An exact copy of all the data is required, with pictures left out.

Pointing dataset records

====

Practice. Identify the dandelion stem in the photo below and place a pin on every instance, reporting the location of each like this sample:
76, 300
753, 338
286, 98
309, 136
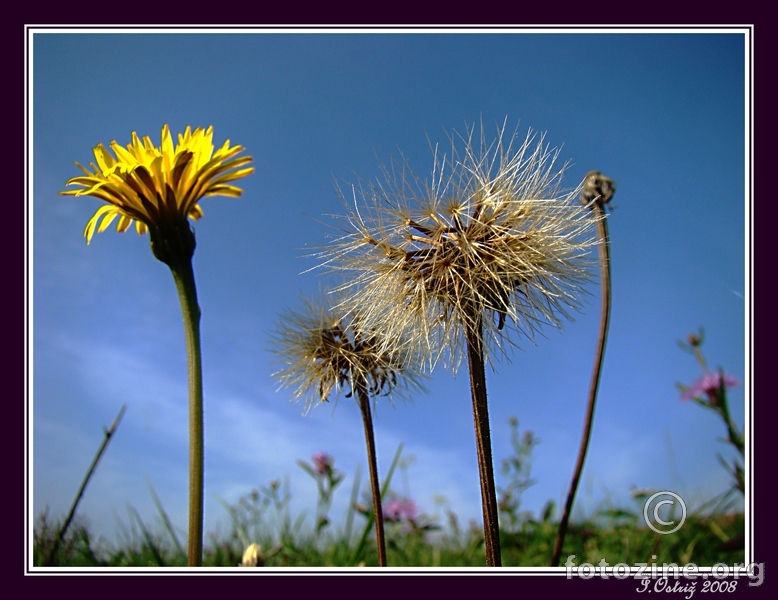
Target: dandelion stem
187, 294
483, 442
375, 488
598, 206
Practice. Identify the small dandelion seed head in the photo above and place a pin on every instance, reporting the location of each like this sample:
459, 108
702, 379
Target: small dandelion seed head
489, 243
325, 350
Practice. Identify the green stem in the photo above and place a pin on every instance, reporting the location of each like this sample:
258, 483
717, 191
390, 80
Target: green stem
187, 294
367, 419
605, 279
483, 443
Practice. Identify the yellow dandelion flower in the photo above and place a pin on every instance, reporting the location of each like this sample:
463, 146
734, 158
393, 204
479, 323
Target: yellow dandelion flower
159, 188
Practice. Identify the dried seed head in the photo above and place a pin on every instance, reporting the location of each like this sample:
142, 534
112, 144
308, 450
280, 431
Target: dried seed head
325, 349
489, 243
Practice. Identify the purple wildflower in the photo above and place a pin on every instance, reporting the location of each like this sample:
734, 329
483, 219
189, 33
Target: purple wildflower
398, 509
322, 463
709, 385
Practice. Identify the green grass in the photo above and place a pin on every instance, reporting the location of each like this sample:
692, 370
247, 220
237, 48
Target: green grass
616, 538
615, 534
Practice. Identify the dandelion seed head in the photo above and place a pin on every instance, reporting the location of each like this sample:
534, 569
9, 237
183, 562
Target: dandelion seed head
489, 244
326, 350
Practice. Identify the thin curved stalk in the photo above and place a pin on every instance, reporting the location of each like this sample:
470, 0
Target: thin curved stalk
483, 441
190, 310
604, 252
375, 488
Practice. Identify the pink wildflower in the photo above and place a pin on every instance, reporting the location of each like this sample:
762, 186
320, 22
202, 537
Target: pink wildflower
398, 509
709, 385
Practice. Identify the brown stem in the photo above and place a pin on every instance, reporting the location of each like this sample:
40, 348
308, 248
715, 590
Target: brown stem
367, 419
483, 444
604, 251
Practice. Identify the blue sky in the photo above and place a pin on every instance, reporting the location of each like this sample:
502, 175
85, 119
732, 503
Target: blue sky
663, 114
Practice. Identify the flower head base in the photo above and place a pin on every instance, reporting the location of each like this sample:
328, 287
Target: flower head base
710, 385
490, 240
159, 188
325, 349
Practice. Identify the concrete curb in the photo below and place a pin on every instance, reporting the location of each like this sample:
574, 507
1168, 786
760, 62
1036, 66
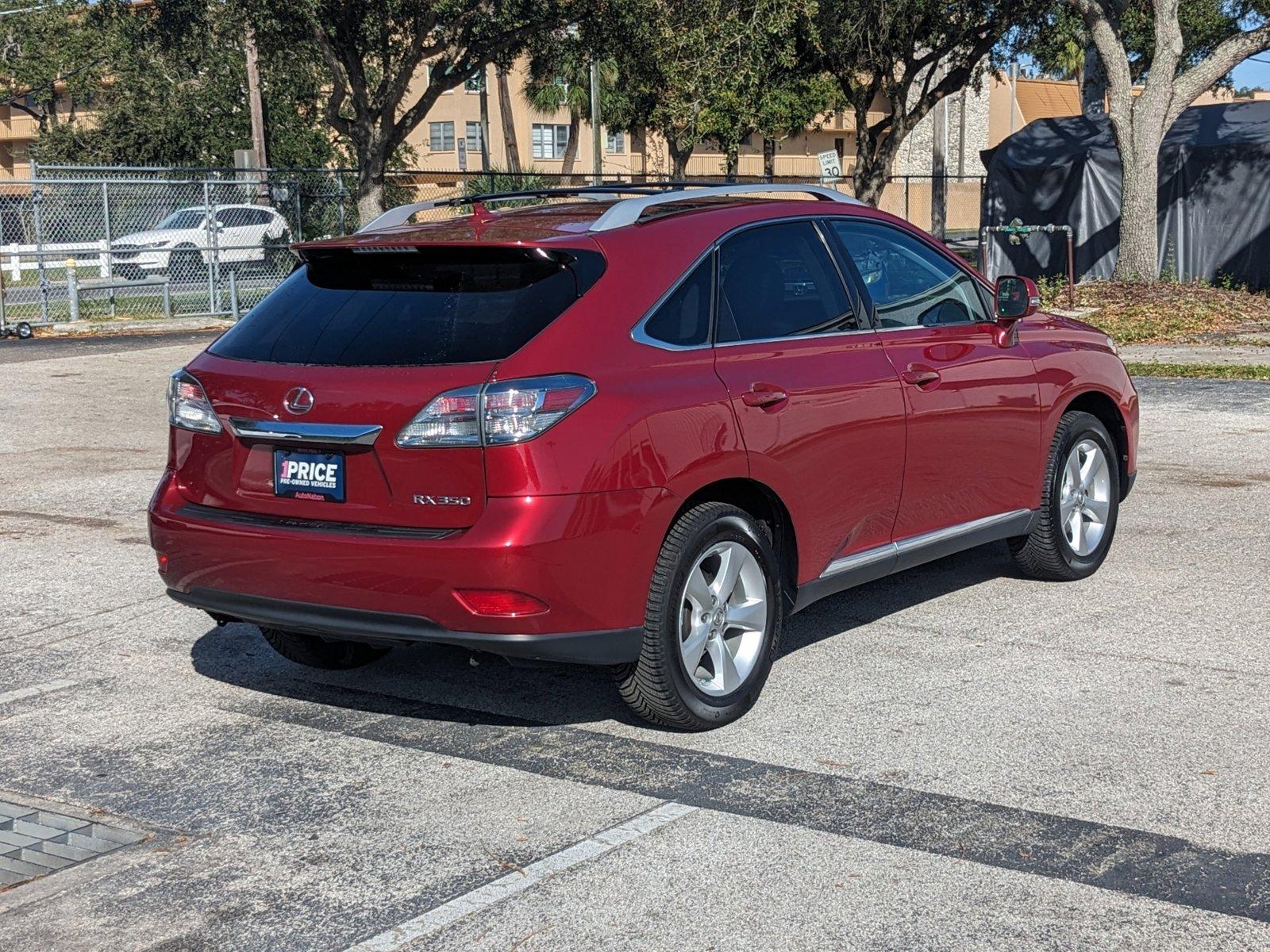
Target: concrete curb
160, 327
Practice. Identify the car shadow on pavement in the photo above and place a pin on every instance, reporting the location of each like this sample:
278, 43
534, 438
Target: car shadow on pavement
475, 689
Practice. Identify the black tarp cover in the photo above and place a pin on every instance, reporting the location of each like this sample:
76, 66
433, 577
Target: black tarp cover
1214, 196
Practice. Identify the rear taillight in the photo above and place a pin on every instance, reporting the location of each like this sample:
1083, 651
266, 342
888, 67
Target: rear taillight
188, 405
508, 412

====

#### FULL OUTPUT:
Practice. Identify the dandelion stem in the photo below and place a pin on every instance, reporting the location of each like this sample:
76, 300
753, 338
286, 98
309, 136
Target: dandelion stem
187, 294
483, 442
375, 488
598, 206
Practice. Identify the small dandelion seed head in the photo above and place a pin on every instance, reporting the location of each like this sample:
459, 108
702, 379
Target: small dandelion seed head
489, 243
325, 350
Practice. Identify the green stem in the photo above and place a pin on every instance, reporting the location of each like this sample:
258, 483
717, 191
390, 80
Target: green stem
187, 294
367, 419
605, 279
483, 443
Practice. Identify the yellow dandelion flower in the photo above and place a pin on every instance, reporting the location of each like this sample:
463, 146
734, 158
393, 204
479, 323
Target: yellow dandelion flower
159, 188
Practice. Identify the dried seed head in the photo above and place a pin on every instance, reporting the location of each like this sample:
142, 534
112, 144
308, 450
280, 431
Target: dried seed head
325, 349
489, 243
Practice. Identify the purple wildflower in the photo above and place a pin on every instance, reporting the location of each like this sample:
734, 329
483, 219
189, 33
Target: purple wildflower
398, 509
322, 463
709, 385
Practice. Identify the green grass in the photo above and place a pin on every instance, reporting the location of each like this sample:
692, 370
247, 220
237, 48
Target: green grass
616, 538
615, 534
Practice. Identify the dandelion seed head in the photo above and place a pin on every instance, reporting the location of each like this sample:
534, 569
9, 237
183, 562
Target: dandelion seed head
489, 244
326, 350
Practice. Identify the thin curved stalk in the photo above and place a pin on every instance, reporting the location of each like this sample:
470, 0
Target: thin curved stalk
483, 441
190, 310
604, 252
375, 488
Practice. Identify the pink wildflower in the photo above and place a pin on every instance, reporting the location of each like this sample:
762, 186
320, 22
202, 537
Target: pink wildflower
398, 509
709, 385
Practice. Identify the brown stem in the photo above and place a pin on every instance, reporting the location of each like this sample:
40, 348
308, 248
715, 590
Target: brown stem
367, 419
483, 444
604, 251
Practice. Identify the blue sky in the photo above and place a pin on every instance, reporting the location of each like this sample:
502, 175
85, 119
732, 503
Target: blue sky
663, 114
Practice. Identify the flower head base in the photo above and place a pin on every instance, reporting the location of each like this sample:
328, 287
Target: flower head base
710, 385
490, 240
159, 188
325, 349
Practice. Identify the concrete curb in the photo below and place a pin on every instance, reporting the location of each like this sample:
574, 507
1168, 786
760, 62
1036, 66
Target: concrete curb
160, 327
Practice. Identify the car shadow on pavement in the photo above and place a pin on every instance, reporting the location of each like this sample:
278, 43
534, 438
Target: car shadow on pavement
475, 689
Practice. Identify the black tarp cover in the photo above and place a pin on every instance, reporting the location of each like this sample:
76, 66
433, 577
Target: black tarp cover
1214, 196
Practice. Identify the rear taillight in the photo above and place a pin on every instance, reporting the location of each like this sample:
1083, 651
266, 342
888, 67
Target: rear taillight
188, 405
508, 412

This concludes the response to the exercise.